* ZIEL *
Kopiere die gesamte folgende Auflistung Zeile für Zeile, ohne etwas daran zu ändern.
**** VORLIEGENDE AUFLISTUNG ****
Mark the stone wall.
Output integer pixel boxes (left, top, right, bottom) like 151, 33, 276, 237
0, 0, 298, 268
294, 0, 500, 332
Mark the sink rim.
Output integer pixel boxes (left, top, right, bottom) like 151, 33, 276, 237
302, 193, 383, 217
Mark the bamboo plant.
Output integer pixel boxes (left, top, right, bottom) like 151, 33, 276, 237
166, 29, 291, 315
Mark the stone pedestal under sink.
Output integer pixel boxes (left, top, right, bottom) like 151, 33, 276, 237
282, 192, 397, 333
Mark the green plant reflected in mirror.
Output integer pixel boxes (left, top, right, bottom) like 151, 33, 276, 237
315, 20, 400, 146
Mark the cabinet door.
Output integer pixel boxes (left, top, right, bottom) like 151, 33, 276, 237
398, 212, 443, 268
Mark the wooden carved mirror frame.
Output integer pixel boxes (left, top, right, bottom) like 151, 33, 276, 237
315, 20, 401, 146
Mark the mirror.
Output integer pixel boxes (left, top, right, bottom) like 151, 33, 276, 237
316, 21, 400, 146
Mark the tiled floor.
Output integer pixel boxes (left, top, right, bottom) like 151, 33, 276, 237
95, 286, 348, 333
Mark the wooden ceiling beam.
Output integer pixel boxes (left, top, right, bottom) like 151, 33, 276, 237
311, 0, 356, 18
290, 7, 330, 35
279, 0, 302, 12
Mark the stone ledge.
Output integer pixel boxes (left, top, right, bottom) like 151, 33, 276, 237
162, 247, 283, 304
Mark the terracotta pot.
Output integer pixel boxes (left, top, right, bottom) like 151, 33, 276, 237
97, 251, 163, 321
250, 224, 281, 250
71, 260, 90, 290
****
* ERGEBNIS *
Mark the stone wall.
Output integer pixel boxes (left, top, right, bottom) like 151, 33, 276, 237
0, 0, 298, 268
294, 0, 500, 332
Mark the sink rim.
Output integer pixel boxes (left, top, right, bottom) like 151, 33, 276, 237
302, 193, 383, 217
Mark the bamboo plant.
Output integer pixel boxes (left, top, right, bottom) like 151, 33, 276, 237
166, 29, 291, 315
Mark the stone pedestal under sink.
Output integer pixel boxes (left, top, right, bottom) like 151, 33, 276, 237
282, 192, 397, 333
Mark the green plant reflected in mirror.
Output integer pixel boxes (left, top, right, bottom) like 151, 33, 276, 237
315, 20, 400, 146
Mark the cabinet door.
Output integer pixel boxes (left, top, right, bottom) like 151, 33, 276, 237
398, 212, 443, 268
Mark the wooden carved mirror frame.
Output integer pixel boxes (left, top, right, bottom) like 151, 33, 276, 237
315, 20, 401, 146
Mark the mirror.
Output integer pixel boxes (left, top, right, bottom) like 151, 33, 276, 237
316, 21, 400, 146
Mark the tiled floor.
Output integer pixel boxes (left, top, right, bottom) like 151, 33, 276, 237
95, 286, 348, 333
Mark the wooden ceiling beam.
Output integer pixel boxes (left, top, right, bottom) like 151, 33, 276, 237
311, 0, 356, 18
290, 7, 330, 35
279, 0, 302, 12
Mark the stone ledge.
Output integer pixel boxes (left, top, right, bottom) like 151, 33, 276, 237
162, 247, 283, 304
Mark the terracotta pot.
Output integer pixel boxes (left, top, right, bottom) like 151, 33, 276, 237
97, 251, 163, 321
250, 224, 281, 250
71, 260, 90, 290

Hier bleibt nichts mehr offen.